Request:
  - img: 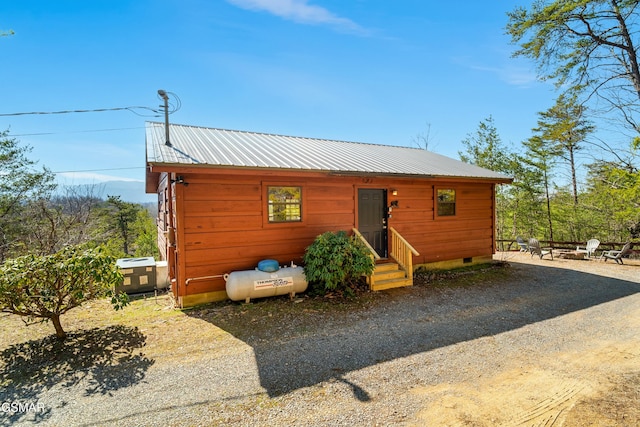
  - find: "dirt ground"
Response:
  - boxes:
[0,253,640,427]
[415,254,640,427]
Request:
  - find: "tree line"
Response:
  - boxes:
[460,0,640,247]
[0,132,158,263]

____

_Short problem_.
Rename every "find" in the records above to "locate" and keep everything else the same. Leave the pictures out of the result.

_Task solution_.
Request:
  - img: 
  - locate: "dirt ground"
Response:
  - boxes:
[0,253,640,427]
[415,254,640,427]
Request:
  - locate: "tree line"
Response:
  - boxes:
[460,0,640,247]
[0,132,158,263]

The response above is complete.